Dataset excerpts
· · · · · · ·

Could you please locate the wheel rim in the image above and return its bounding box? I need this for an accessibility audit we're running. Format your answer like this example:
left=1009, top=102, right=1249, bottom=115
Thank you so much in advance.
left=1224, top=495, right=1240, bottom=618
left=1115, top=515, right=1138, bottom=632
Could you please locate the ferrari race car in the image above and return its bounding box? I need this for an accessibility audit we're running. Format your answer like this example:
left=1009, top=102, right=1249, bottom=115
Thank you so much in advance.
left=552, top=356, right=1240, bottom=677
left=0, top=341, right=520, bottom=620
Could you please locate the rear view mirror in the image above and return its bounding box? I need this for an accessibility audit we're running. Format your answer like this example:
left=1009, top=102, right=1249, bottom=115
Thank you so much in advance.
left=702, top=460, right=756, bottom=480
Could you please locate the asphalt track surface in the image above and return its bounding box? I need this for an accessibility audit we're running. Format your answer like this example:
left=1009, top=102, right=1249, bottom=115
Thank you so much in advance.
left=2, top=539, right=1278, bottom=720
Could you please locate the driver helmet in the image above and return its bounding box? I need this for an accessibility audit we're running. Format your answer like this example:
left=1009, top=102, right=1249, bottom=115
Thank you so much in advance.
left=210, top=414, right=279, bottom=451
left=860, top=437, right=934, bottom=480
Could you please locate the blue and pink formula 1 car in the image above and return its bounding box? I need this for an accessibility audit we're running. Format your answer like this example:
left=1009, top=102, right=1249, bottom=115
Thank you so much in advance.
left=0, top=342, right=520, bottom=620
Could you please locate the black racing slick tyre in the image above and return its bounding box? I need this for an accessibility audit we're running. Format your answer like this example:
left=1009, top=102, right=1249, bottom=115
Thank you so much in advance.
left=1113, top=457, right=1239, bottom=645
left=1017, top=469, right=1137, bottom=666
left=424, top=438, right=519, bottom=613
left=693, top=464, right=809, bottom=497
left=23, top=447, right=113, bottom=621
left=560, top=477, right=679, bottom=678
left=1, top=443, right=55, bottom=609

· · · · · · ·

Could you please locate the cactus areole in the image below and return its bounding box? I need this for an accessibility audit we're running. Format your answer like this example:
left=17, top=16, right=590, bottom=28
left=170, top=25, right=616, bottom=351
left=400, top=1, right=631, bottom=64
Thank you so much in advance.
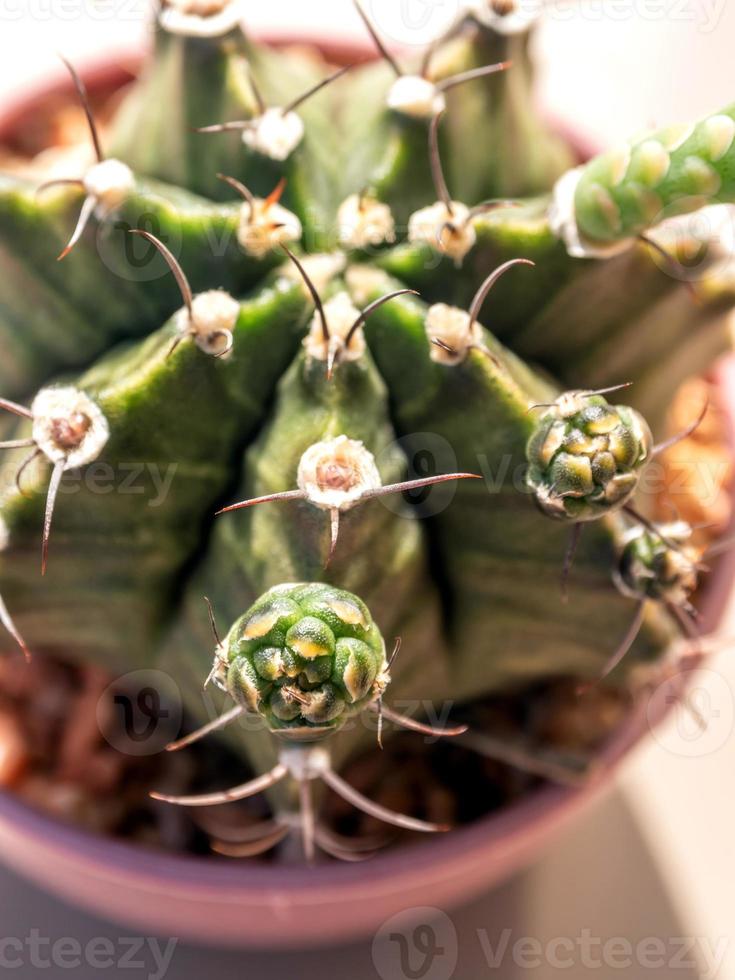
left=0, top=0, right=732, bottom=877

· · · · · · ·

## Exercise
Which lines run from the one holding "Could you please locate the cactus" through the one holding "left=400, top=1, right=631, bottom=64" in the records above? Repeat them exactly, both included, and nothing more.

## Your response
Could you please locate the cactus areole in the image below and return its bounding box? I need this for an accessibility audit we're running. Format your answer like this example:
left=17, top=16, right=590, bottom=28
left=170, top=25, right=616, bottom=351
left=400, top=1, right=631, bottom=64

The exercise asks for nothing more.